= Load-link/store-conditional =

CPU instructions which read and modify an unaltered value in memory

In computer science, load-linked/store-conditional (LL/SC), sometimes known as load-reserved/store-conditional (LR/SC), are a pair of instructions used in multithreading to achieve synchronization. Load-link returns the current value of a memory location, while a subsequent store-conditional to the same memory location will store a new value only if no updates have occurred to that location since the load-link. Together, this implements a lock-free, atomic, read–modify–write operation.

"Load-linked" is also known as load-link, load-reserved, and load-locked.

LL/SC was originally proposed by Jensen, Hagensen, and Broughton for the S-1 AAP multiprocessor at Lawrence Livermore National Laboratory.

==Comparison of LL/SC and compare-and-swap==
If any updates have occurred, the store-conditional is guaranteed to fail, even if the value read by the load-link has since been restored. As such, an LL/SC pair is stronger than a read followed by a compare-and-swap (CAS), which will not detect updates if the old value has been restored (see ABA problem).

Real implementations of LL/SC do not always succeed even if there are no concurrent updates to the memory location in question. Any exceptional events between the two operations, such as a context switch, another load-link, or even (on many platforms) another load or store operation, will cause the store-conditional to spuriously fail. Older implementations will fail if there are any updates broadcast over the memory bus. This is called weak LL/SC by researchers, as it breaks many theoretical LL/SC algorithms. Weakness is relative, and some weak implementations can be used for some algorithms.

LL/SC is more difficult to emulate than CAS. Additionally, stopping running code between paired LL/SC instructions, such as when single-stepping through code, can prevent forward progress, making debugging tricky.

▶ _OBJECTIVE A_
Answer these questions from the load-link/store-conditional text, one line each:
(i) Who originally proposed LL/SC, and for which machine?
(ii) By what other names is "load-linked" known?
(iii) What problem is cited for the case where compare-and-swap misses updates because the old value has been restored?
The records have no connection to the text that precedes them.

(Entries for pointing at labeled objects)
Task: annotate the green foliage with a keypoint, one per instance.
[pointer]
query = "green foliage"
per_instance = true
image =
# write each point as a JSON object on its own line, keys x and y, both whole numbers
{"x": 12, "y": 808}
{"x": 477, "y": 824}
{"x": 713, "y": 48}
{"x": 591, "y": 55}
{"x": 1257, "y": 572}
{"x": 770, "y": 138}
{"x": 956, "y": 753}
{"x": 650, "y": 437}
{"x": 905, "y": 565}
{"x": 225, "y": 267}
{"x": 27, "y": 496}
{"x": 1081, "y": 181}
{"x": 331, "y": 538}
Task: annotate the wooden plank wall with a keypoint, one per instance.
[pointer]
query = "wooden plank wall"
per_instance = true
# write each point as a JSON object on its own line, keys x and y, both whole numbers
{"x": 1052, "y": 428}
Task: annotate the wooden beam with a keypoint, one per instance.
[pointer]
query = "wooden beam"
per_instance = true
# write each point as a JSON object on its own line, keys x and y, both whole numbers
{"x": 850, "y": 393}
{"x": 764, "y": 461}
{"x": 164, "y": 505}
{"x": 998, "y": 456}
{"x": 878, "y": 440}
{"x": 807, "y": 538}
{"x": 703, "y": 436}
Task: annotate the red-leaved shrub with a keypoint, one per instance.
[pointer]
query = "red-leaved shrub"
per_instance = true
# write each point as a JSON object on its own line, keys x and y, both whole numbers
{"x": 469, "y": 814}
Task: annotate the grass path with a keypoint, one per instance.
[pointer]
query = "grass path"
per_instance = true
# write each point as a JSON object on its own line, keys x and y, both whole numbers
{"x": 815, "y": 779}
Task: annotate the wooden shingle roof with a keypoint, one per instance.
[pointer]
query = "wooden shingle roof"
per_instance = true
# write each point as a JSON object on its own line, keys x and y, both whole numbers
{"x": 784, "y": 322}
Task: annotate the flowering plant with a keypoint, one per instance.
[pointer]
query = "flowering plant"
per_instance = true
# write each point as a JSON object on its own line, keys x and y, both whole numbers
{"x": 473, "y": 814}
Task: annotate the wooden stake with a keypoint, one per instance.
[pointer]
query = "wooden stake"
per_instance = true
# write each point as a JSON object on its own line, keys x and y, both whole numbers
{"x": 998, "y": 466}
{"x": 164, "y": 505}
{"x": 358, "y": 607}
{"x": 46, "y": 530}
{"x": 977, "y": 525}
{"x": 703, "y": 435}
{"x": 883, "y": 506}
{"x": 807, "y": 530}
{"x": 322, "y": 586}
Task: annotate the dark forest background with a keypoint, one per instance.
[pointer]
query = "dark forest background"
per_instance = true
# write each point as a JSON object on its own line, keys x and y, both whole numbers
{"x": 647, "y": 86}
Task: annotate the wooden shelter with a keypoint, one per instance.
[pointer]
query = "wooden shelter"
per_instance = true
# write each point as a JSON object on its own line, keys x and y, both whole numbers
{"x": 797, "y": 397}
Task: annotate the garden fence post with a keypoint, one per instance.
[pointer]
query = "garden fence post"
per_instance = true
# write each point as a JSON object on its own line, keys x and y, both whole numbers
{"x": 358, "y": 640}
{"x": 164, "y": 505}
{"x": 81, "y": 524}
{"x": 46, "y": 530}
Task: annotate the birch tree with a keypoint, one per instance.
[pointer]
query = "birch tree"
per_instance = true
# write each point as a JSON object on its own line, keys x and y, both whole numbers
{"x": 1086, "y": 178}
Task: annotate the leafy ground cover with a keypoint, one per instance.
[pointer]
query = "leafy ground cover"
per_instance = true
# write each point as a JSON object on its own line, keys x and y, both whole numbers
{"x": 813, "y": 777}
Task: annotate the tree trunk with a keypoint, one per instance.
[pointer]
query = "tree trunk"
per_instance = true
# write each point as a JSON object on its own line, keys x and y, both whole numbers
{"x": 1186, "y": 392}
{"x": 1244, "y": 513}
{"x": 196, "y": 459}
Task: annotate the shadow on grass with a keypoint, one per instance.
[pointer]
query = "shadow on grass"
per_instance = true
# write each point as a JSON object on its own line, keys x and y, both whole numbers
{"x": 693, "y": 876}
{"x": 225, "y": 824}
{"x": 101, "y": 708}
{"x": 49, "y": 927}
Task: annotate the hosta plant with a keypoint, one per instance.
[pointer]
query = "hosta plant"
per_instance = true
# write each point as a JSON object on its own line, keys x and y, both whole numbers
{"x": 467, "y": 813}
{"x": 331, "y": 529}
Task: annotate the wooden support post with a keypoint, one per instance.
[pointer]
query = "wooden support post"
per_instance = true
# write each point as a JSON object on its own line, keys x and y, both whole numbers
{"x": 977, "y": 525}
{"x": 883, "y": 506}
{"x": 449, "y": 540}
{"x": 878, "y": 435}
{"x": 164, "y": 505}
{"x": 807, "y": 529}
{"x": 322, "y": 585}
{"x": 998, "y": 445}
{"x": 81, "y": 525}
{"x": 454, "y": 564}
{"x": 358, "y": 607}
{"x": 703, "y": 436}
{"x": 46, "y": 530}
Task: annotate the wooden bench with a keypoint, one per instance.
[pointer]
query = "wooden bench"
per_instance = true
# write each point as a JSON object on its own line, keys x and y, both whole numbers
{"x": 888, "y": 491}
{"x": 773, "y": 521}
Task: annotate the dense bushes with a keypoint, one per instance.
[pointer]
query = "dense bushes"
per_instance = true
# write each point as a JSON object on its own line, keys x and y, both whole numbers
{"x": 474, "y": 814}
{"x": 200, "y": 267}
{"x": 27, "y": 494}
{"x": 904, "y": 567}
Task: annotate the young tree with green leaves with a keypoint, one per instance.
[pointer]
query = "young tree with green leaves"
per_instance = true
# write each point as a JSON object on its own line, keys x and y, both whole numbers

▶ _OBJECTIVE B_
Pick out every line of the records that contains the string "beam". Case counts.

▶ _WRITTEN ANSWER A_
(i) Jensen, Hagensen, and Broughton proposed it for the S-1 AAP multiprocessor at Lawrence Livermore National Laboratory.
(ii) Load-link, load-reserved, and load-locked.
(iii) The ABA problem.

▶ _WRITTEN ANSWER B_
Task: annotate the wooden beam with a keypoint, one per instance.
query = "wooden beam"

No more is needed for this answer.